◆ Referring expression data
⟨

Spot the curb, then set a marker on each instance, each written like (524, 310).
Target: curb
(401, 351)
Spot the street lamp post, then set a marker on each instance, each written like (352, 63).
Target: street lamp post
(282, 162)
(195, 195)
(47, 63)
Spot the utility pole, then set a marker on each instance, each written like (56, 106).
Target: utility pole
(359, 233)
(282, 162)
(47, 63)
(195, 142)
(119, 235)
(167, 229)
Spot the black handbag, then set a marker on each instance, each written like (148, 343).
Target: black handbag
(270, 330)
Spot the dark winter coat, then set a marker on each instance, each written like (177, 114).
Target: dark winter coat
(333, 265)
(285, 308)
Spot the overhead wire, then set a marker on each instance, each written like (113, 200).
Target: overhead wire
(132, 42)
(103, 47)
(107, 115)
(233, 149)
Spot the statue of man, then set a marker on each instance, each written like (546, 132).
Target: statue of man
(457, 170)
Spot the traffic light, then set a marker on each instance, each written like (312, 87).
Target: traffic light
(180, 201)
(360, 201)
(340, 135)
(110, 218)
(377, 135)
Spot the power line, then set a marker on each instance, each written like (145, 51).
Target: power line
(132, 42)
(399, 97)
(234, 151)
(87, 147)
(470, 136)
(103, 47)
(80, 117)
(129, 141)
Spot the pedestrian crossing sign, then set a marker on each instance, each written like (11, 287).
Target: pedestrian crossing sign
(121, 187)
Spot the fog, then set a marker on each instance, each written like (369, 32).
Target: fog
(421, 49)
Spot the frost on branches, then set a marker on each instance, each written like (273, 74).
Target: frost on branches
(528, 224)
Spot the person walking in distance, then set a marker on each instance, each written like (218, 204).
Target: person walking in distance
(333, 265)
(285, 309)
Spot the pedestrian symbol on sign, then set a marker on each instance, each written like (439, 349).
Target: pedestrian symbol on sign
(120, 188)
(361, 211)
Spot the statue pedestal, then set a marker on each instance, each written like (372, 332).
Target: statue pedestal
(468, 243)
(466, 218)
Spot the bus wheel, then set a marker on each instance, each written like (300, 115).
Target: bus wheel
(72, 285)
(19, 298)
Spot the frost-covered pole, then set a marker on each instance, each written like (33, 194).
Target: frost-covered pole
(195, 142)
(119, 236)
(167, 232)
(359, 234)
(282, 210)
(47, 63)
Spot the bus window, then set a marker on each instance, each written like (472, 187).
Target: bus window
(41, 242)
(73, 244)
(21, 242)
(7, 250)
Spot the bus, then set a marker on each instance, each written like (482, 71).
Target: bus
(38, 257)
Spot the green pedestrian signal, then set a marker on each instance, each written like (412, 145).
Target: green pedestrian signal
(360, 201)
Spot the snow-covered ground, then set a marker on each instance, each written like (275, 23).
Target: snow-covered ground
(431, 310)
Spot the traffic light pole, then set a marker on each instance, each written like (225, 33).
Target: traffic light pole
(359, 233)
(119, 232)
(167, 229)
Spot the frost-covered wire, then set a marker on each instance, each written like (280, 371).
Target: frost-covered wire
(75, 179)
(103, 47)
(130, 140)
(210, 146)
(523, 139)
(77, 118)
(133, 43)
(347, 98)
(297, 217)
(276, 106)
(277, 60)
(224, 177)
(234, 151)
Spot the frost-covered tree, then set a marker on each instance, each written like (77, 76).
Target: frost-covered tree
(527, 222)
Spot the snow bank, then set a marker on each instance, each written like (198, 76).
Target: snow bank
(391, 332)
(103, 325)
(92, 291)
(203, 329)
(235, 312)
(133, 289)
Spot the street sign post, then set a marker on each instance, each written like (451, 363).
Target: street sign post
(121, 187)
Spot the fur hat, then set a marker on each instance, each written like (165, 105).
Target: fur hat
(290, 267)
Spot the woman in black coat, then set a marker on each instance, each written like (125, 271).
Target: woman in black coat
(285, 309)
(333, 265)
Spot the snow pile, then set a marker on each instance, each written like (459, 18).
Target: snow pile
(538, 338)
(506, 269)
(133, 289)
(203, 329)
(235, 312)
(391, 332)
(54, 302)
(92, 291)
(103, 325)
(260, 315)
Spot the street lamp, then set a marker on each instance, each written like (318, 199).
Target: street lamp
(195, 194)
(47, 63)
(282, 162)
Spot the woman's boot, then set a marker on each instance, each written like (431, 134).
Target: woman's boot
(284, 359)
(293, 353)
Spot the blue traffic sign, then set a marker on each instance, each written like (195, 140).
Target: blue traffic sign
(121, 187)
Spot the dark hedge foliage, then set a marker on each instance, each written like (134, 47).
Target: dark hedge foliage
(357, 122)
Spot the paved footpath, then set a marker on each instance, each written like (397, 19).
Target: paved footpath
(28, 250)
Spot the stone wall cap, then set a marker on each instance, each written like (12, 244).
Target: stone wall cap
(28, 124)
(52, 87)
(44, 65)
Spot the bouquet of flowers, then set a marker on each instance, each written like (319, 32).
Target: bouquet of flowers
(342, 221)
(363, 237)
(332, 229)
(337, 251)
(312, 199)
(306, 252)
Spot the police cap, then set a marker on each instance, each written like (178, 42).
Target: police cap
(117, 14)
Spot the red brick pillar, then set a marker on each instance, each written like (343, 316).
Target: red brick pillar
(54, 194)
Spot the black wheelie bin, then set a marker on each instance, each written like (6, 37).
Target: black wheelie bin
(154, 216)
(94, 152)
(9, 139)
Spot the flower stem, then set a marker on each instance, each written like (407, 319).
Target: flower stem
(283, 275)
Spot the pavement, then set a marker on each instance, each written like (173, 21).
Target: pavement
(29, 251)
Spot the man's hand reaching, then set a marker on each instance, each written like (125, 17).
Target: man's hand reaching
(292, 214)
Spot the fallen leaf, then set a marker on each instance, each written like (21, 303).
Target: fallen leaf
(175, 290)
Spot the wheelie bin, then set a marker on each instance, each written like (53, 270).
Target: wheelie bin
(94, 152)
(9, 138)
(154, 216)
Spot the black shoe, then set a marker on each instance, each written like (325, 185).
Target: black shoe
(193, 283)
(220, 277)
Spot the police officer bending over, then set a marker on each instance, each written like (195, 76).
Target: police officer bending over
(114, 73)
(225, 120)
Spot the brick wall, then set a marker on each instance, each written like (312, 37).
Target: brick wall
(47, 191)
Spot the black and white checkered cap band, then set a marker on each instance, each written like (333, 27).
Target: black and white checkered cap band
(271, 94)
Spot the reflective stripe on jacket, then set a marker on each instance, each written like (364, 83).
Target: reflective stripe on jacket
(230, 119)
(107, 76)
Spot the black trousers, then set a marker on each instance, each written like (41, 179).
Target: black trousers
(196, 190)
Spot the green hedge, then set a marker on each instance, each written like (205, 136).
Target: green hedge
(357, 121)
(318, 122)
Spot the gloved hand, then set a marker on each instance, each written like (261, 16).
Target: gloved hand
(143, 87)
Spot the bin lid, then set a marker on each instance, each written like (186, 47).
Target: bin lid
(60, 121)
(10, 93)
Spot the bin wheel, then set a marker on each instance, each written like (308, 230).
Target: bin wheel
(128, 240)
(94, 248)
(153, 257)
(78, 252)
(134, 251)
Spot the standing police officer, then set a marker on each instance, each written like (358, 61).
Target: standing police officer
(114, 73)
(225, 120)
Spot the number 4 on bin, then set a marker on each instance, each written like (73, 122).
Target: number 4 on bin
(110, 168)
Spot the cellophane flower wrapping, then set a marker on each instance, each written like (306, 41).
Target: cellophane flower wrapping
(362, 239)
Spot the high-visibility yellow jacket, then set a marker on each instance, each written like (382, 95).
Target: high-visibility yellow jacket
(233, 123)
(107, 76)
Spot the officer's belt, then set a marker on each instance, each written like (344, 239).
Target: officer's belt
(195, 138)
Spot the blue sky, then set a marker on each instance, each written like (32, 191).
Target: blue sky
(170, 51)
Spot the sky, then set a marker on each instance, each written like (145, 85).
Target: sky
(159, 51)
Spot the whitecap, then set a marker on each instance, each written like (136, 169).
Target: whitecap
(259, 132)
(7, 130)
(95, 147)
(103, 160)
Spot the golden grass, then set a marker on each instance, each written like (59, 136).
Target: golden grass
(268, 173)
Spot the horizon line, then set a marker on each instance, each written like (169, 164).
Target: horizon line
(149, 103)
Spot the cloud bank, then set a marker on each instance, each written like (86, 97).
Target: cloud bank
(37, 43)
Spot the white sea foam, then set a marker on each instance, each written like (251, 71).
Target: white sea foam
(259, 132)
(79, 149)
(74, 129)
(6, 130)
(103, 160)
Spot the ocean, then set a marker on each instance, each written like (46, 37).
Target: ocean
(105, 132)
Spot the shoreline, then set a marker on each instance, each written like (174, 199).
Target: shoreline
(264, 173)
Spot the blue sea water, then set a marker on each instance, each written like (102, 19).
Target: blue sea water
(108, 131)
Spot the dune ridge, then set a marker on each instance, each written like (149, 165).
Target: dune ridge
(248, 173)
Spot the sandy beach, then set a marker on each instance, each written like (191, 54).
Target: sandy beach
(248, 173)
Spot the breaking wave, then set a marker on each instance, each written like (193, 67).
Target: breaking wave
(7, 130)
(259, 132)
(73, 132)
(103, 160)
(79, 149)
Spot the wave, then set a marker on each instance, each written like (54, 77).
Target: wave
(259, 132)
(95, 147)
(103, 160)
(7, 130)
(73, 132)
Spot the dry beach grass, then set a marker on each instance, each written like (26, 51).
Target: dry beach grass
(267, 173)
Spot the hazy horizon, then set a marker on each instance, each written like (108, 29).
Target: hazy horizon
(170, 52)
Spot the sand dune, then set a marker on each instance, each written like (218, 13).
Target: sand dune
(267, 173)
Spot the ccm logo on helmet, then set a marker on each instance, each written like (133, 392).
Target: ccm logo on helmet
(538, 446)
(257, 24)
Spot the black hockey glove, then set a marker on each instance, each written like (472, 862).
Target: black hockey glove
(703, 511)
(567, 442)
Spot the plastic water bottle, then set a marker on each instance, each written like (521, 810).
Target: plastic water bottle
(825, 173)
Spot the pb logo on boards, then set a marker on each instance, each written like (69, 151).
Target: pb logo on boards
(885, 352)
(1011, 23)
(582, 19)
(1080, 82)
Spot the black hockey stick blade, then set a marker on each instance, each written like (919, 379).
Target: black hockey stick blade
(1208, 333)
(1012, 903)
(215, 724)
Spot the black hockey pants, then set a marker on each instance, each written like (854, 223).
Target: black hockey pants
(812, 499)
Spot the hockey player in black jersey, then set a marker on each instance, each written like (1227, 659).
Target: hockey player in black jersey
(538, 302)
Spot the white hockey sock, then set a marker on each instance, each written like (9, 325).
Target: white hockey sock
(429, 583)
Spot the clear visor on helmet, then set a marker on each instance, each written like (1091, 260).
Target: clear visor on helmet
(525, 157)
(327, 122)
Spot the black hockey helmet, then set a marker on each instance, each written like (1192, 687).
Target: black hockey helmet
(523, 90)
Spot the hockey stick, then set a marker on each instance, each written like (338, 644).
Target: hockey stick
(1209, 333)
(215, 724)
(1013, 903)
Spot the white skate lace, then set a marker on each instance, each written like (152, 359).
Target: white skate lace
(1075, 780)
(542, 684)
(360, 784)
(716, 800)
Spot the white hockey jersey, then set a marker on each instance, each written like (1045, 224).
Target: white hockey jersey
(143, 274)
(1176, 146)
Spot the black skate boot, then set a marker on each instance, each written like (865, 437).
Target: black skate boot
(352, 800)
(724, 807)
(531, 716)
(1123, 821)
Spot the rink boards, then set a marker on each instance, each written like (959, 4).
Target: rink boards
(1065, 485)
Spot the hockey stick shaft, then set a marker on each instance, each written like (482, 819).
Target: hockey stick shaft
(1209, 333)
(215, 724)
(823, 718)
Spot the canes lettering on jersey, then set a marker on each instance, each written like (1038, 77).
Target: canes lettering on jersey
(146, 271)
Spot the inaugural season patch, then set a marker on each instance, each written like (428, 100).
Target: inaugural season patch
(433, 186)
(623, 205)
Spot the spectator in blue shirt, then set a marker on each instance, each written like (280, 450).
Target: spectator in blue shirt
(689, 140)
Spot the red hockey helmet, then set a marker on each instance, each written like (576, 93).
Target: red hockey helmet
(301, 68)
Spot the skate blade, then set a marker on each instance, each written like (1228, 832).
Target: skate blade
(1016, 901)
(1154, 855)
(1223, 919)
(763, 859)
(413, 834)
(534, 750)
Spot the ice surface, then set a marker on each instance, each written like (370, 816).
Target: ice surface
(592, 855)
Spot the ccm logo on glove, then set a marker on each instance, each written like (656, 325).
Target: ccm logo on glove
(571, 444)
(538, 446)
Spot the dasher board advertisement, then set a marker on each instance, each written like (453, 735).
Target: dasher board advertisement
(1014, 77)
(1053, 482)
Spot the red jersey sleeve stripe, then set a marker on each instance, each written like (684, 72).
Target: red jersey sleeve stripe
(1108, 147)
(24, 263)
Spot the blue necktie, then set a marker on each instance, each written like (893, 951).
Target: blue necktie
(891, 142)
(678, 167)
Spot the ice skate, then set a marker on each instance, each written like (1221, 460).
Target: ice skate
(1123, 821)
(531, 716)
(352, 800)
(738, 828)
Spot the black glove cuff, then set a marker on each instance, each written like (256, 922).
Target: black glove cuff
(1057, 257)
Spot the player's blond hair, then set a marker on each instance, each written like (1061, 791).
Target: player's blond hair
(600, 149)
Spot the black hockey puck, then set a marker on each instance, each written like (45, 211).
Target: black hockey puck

⟩

◆ Work required
For each line above that has the word "puck", add one to a tally, and report the final tally alone.

◆ Response area
2